[[ Recorded data open ]]

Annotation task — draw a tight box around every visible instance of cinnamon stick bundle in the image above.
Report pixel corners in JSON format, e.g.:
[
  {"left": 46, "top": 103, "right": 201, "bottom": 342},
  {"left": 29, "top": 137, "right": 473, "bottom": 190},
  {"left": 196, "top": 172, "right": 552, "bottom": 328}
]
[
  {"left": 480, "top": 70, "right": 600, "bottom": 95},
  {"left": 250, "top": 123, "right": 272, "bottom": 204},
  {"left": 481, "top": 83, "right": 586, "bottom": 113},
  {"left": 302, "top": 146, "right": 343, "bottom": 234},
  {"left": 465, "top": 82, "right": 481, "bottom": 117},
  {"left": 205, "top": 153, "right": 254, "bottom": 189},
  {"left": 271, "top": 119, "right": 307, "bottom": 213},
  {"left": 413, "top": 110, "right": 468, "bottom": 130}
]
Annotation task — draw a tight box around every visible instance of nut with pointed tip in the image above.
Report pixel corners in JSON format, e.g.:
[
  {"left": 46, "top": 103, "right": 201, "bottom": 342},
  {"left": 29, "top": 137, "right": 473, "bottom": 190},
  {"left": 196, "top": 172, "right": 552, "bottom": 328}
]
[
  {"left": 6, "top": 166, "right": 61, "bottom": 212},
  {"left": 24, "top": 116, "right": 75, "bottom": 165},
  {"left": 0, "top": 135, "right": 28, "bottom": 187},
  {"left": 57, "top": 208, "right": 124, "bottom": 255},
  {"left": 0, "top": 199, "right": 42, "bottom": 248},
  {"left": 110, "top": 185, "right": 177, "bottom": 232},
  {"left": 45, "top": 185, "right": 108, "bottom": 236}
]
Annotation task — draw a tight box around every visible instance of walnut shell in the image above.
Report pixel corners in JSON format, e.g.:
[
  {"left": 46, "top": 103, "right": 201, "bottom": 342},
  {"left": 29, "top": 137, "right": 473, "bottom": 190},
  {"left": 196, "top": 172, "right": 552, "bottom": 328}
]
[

[[ Recorded data closed ]]

Write all the entries out again exactly as they are.

● Solution below
Annotation task — draw a tight box around every visible instance of cinnamon stick bundle in the image above.
Report pixel corners in JSON format, e.g.:
[
  {"left": 46, "top": 103, "right": 201, "bottom": 342},
  {"left": 29, "top": 137, "right": 473, "bottom": 190},
  {"left": 196, "top": 172, "right": 552, "bottom": 328}
]
[
  {"left": 480, "top": 70, "right": 600, "bottom": 95},
  {"left": 250, "top": 123, "right": 272, "bottom": 204},
  {"left": 481, "top": 83, "right": 586, "bottom": 113},
  {"left": 302, "top": 146, "right": 343, "bottom": 234},
  {"left": 465, "top": 82, "right": 481, "bottom": 117},
  {"left": 205, "top": 153, "right": 254, "bottom": 189},
  {"left": 271, "top": 119, "right": 307, "bottom": 213},
  {"left": 413, "top": 110, "right": 468, "bottom": 130}
]
Annotation task — draw a tight box around every visible instance of nut with pointed tip in the image above.
Report pixel corners in JSON format, e.g.:
[
  {"left": 46, "top": 103, "right": 201, "bottom": 342},
  {"left": 29, "top": 137, "right": 473, "bottom": 190},
  {"left": 196, "top": 172, "right": 552, "bottom": 328}
]
[
  {"left": 6, "top": 166, "right": 61, "bottom": 212},
  {"left": 24, "top": 116, "right": 75, "bottom": 165},
  {"left": 0, "top": 135, "right": 28, "bottom": 187},
  {"left": 57, "top": 208, "right": 124, "bottom": 255},
  {"left": 0, "top": 199, "right": 42, "bottom": 248},
  {"left": 110, "top": 185, "right": 177, "bottom": 232},
  {"left": 45, "top": 185, "right": 108, "bottom": 236}
]
Annotation task — draw a tight box around every visible instance of walnut shell in the image above.
Report pixel corners in JSON format, e.g.:
[
  {"left": 46, "top": 103, "right": 201, "bottom": 342},
  {"left": 29, "top": 137, "right": 473, "bottom": 190},
  {"left": 196, "top": 172, "right": 552, "bottom": 328}
]
[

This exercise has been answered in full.